*** ОТРЫВОК

Характерен в этом отрывке метафорический синтез реминисценций из марксистских описаний капиталистического хозяйства и тютчевского звонкого осеннего дня из стихотворения «Есть в осени первоначальной…». Тютчевские подтексты оказываются связующим звеном между семантическими полями «немецкого», «революционного» и «религиозного». Мандельштам возвращается к своей эсеровской юности с ее нелегальными сходками на финских дачах и чтением немецких и русских марксистов в поисках обоснования или оправдания изменений в своих культурно-политических установках. Описание обстоятельств того, как поэт проникся «космической радостью» Эрфуртской программы, начинается с реминисценции из Тютчева:
«В тот год в Зегельвольде, на курляндской реке Аа стояла ясная осень, с паутинкой на ячменных полях. Только что пожгли баронов, и жестокая тишина после усмиренья поднималась от спаленных кирпичных служб. Изредка протараторит по твердой немецкой дороге двуколка с управляющим и стражником и снимет шапку грубиян латыш. В кирпично-красных, изрытых пещерами слоистых берегах германской ундиной текла романтическая речка, и бурги по самые уши увязли в зелени» («Шум времени», II, 376).

******
*** ПОКАЗАННЫЕ СТРОКИ

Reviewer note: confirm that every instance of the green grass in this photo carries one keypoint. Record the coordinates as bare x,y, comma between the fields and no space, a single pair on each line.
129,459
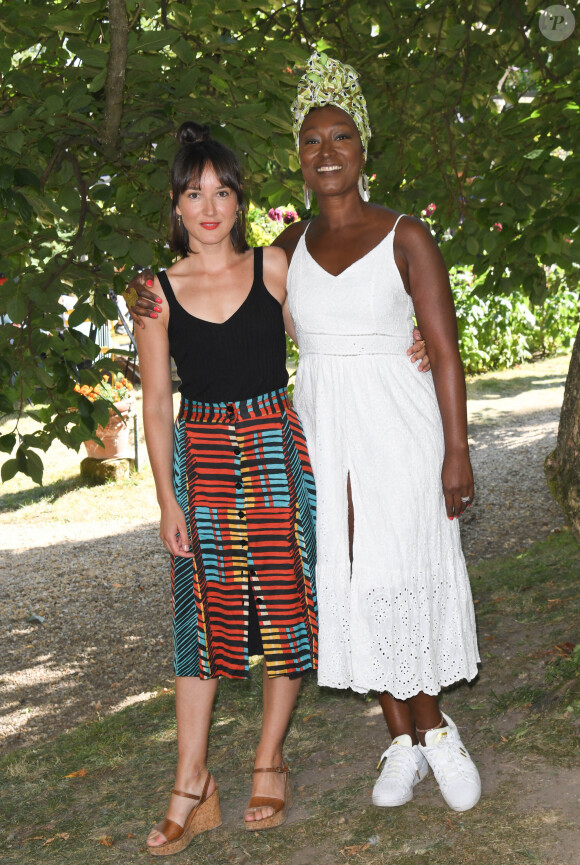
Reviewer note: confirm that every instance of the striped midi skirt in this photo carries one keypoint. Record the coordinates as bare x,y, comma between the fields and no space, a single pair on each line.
243,479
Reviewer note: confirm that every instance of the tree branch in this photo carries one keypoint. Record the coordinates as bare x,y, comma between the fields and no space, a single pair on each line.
115,80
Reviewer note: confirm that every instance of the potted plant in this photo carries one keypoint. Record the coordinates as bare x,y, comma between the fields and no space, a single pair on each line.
116,389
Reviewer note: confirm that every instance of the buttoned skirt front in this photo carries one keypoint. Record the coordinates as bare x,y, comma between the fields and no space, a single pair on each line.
243,479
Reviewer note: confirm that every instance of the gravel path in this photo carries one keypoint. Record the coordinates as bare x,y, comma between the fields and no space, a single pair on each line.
103,589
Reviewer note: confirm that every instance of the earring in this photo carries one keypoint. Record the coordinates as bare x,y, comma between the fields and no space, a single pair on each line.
363,187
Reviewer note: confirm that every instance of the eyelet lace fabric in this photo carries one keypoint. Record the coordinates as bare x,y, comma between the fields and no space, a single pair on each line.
401,618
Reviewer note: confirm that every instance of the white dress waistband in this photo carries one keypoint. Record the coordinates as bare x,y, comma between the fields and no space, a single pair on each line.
352,344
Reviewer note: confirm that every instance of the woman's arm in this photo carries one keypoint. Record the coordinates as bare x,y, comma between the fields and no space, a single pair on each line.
275,274
155,371
433,301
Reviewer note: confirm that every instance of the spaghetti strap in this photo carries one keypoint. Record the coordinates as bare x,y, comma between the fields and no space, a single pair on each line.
258,265
166,286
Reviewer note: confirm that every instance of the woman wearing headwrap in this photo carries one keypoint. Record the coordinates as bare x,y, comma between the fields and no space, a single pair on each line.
388,446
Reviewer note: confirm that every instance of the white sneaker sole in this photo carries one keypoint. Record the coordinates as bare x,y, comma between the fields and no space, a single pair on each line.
381,802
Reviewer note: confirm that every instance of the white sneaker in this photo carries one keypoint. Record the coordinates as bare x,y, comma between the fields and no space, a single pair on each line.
404,767
452,766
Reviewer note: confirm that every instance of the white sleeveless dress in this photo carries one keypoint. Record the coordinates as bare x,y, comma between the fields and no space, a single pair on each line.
401,619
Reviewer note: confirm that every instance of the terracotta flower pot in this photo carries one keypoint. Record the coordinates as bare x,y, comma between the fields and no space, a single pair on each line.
115,436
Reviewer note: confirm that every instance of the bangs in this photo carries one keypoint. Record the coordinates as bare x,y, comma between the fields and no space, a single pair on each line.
221,167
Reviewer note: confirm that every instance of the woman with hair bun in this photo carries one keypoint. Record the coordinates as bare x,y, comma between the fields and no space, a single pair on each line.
233,482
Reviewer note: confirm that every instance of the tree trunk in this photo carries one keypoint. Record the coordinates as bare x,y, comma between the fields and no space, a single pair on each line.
562,466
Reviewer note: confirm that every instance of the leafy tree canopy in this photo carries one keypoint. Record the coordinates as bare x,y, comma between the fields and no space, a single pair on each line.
472,108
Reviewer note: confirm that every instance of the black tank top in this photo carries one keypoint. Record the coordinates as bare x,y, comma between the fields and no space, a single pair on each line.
239,359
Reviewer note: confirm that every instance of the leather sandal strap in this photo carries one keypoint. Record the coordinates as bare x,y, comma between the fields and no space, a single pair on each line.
266,802
281,770
201,798
187,795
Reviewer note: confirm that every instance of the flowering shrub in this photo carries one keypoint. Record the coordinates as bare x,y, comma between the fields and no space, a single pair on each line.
113,388
497,331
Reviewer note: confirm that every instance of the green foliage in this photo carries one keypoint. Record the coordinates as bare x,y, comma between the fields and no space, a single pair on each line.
261,230
472,108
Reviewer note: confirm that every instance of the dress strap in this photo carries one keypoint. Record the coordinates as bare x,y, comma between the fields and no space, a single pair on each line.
400,216
258,264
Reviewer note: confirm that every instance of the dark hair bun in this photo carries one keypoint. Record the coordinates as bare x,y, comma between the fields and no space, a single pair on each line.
192,133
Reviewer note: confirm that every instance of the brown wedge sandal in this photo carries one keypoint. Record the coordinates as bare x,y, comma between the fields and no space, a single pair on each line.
205,815
280,806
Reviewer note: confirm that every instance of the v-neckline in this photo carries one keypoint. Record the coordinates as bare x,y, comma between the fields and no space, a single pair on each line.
362,258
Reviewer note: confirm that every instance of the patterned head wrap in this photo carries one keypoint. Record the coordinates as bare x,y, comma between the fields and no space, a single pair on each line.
330,82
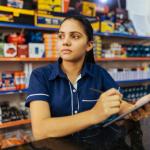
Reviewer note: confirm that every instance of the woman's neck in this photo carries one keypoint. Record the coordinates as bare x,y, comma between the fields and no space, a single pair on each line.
72,68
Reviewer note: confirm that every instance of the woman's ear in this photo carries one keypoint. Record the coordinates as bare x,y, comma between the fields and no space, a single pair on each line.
89,46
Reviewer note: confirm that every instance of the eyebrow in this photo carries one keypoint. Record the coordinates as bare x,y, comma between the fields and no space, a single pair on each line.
71,32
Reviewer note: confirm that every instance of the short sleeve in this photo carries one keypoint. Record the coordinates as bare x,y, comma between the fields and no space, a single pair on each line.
37,89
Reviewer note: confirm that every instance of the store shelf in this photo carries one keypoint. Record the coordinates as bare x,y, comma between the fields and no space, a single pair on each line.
122,35
133,81
14,123
124,59
32,27
22,26
13,92
6,59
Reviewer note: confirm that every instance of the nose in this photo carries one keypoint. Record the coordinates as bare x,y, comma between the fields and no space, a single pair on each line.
66,41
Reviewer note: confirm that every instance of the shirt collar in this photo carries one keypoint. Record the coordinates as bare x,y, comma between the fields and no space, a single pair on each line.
57,71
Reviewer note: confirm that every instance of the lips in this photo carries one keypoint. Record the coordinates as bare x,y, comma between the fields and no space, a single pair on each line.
66,51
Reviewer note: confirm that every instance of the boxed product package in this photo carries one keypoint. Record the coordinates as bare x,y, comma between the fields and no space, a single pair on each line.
88,9
22,50
48,21
1,49
15,3
50,5
7,81
17,15
36,50
10,50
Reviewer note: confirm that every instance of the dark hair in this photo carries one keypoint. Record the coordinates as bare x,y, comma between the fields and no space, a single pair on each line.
89,57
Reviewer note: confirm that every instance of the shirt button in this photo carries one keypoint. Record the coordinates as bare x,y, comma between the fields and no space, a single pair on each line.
75,111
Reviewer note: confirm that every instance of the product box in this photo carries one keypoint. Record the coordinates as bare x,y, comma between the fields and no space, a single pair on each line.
88,9
6,17
95,22
15,3
1,49
48,21
22,50
7,81
36,50
50,5
17,15
107,26
10,50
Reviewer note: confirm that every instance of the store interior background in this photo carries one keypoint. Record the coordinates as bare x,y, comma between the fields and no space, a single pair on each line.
28,40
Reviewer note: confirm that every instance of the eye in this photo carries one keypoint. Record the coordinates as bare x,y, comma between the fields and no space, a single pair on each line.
75,36
60,36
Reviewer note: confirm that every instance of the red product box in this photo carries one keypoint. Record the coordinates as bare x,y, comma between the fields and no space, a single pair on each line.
22,50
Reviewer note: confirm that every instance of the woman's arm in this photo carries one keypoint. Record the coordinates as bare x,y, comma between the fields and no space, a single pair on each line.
140,113
43,125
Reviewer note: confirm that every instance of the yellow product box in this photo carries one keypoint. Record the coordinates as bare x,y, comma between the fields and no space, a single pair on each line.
17,15
107,26
48,21
96,25
88,9
51,5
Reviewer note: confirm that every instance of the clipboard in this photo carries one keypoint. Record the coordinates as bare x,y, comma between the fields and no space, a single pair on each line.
140,103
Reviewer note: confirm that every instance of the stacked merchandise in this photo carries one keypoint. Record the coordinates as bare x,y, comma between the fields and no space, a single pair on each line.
126,74
12,80
11,113
135,92
97,47
137,50
50,42
14,138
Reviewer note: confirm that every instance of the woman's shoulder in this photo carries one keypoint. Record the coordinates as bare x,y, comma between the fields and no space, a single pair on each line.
97,68
45,70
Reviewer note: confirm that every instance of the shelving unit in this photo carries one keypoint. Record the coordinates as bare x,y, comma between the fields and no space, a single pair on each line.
14,25
15,59
14,123
46,60
13,92
133,81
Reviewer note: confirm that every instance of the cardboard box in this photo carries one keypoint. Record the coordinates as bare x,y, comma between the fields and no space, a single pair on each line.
50,5
36,50
1,49
88,9
10,50
16,15
107,26
48,21
22,50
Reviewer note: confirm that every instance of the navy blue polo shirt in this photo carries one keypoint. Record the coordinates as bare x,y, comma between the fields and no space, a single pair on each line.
50,84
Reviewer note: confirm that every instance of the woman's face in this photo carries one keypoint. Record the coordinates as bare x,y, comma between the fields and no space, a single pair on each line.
72,41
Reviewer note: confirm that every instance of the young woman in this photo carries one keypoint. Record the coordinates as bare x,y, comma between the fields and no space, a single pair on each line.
60,97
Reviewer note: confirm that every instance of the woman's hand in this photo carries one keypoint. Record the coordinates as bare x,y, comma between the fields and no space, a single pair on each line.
108,104
142,112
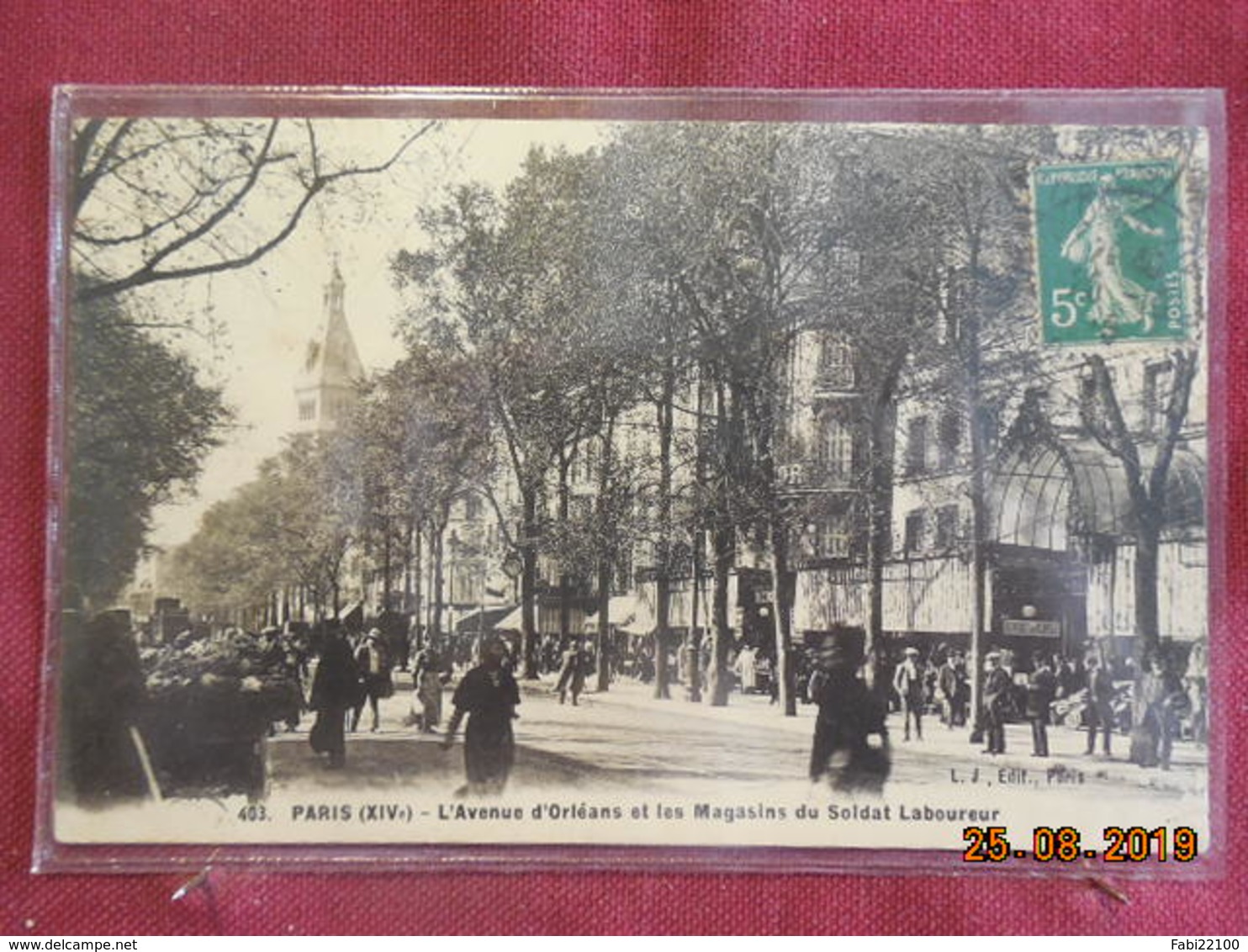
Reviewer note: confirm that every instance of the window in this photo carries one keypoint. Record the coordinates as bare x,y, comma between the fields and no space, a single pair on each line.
916,526
916,446
793,474
837,363
838,452
834,537
843,265
948,518
950,438
1158,382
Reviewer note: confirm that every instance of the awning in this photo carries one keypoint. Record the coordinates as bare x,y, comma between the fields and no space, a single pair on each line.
512,621
486,619
1044,490
627,613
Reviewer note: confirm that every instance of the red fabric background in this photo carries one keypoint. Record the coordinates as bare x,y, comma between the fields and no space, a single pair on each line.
600,43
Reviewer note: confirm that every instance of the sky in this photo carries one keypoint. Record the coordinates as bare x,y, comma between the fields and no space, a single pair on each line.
271,309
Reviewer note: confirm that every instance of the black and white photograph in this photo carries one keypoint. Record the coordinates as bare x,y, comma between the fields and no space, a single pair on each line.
624,476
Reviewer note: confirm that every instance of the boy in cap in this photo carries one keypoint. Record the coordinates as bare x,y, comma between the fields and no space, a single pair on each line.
907,681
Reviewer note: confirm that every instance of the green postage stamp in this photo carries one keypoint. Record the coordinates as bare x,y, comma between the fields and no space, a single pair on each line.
1110,252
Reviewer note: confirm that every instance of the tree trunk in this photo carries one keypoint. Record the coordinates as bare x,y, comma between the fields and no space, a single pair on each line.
719,678
605,558
784,587
881,446
529,580
564,578
438,544
1146,574
663,551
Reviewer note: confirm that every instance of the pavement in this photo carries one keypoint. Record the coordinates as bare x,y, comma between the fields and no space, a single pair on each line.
627,739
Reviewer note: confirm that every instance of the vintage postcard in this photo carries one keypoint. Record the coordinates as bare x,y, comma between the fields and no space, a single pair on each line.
538,471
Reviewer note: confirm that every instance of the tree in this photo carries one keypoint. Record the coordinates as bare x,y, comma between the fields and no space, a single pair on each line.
1147,453
505,288
139,426
291,526
418,442
159,200
154,201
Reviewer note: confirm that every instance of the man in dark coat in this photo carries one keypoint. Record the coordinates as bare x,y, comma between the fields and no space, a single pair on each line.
849,717
572,673
997,688
336,689
1041,689
1157,712
907,681
1100,704
488,696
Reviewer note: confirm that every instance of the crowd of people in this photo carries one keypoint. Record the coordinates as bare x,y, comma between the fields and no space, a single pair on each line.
1100,695
342,676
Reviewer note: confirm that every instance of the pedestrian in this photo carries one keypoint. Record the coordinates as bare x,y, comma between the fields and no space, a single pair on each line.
1100,704
428,674
907,681
373,662
1157,711
950,681
747,669
1196,680
997,688
1041,689
488,696
850,748
336,689
572,673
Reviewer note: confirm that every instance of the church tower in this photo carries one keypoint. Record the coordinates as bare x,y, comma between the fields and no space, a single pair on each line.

******

# ЗАДАНИЯ К УПРАЖНЕНИЮ
**a)** Какое стихотворение Тютчева называется в отрывке?
**b)** Переведите на английский язык предложение из отрывка: «Тютчевские подтексты оказываются связующим звеном между семантическими полями „немецкого“, „революционного“ и „религиозного“».
Отвечайте, опираясь только на отрывок.

# ОТВЕТЫ К ЗАДАНИЯМ
**a)** «Есть в осени первоначальной…»

**b)** Tyutchev's subtexts turn out to be the connecting link between the semantic fields of the "German," the "revolutionary," and the "religious."